把下面所有记录逐行改写成带编号的列表，空行去掉。
——
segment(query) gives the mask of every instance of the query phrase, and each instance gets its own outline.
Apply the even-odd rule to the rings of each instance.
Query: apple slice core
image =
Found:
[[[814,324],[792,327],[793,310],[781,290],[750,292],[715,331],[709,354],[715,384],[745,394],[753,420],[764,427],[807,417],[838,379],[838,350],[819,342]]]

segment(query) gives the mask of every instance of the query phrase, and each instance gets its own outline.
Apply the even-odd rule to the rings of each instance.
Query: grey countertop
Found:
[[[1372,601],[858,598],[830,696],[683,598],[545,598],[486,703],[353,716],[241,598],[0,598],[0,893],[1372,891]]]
——
--- 正确答案 ---
1. segment(query) gives the mask of every instance of the query phrase, and each instance gets its own outline.
2. Apply the even-odd rule to the rings of each instance.
3. Query: apple slice core
4. image =
5. Found:
6. [[[814,324],[792,327],[793,310],[781,290],[750,292],[715,331],[709,354],[715,384],[745,394],[753,420],[764,427],[807,417],[838,379],[838,350],[819,342]]]
7. segment(query) gives the mask of every instance of the query phrase, and each instance gets its own outline.
8. Apply the even-odd rule to the rings of each instance.
9. Query: grey countertop
10. Found:
11. [[[1372,601],[858,598],[830,696],[683,598],[545,598],[486,703],[353,716],[241,598],[0,598],[0,893],[1372,891]]]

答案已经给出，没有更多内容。